* **Text provided**:
You're somebody who's like, "I actually really give a damn about this which is why I'm making this content."

You can say that.

Say that, "this is part of why I want to share my experience and answer your questions."

So then, I gave you your first couple...

and this is pillar content.

This is what I consider pillar content because you're going to refer people back to, hey, here's my story video, hey, here's an overview of what I'm all about.

You're going to refer people back to that content over and over again, so make that good.

Put in your good stories and have an anecdote about whatever.

Talk about what you're frustrated with because I think, again, you're going to resonate with the people who need you and you're going to repel who don't really care about what you have or what you have to offer and that's a good thing because not everybody is for everybody which is quite okay.

The next question you asked was how to structure the videos.

If you're not getting questions on your own videos, your next thing to do is go stalk the comment section on other people's videos that are in a very similar niche.

This can be on YouTube, this can be on Facebook, this can be, seriously, if you really want to get creative, go on Amazon to your very favorite books.

* **Source material**:
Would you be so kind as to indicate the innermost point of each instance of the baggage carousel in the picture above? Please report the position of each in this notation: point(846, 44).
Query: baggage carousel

* **Goal**: Edit the passage on making video content: copy it from the words "and this is" through "structure the videos.", changing every "pillar content" to "cornerstone content".

* **Task result**:
and this is cornerstone content.

This is what I consider cornerstone content because you're going to refer people back to, hey, here's my story video, hey, here's an overview of what I'm all about.

You're going to refer people back to that content over and over again, so make that good.

Put in your good stories and have an anecdote about whatever.

Talk about what you're frustrated with because I think, again, you're going to resonate with the people who need you and you're going to repel who don't really care about what you have or what you have to offer and that's a good thing because not everybody is for everybody which is quite okay.

The next question you asked was how to structure the videos.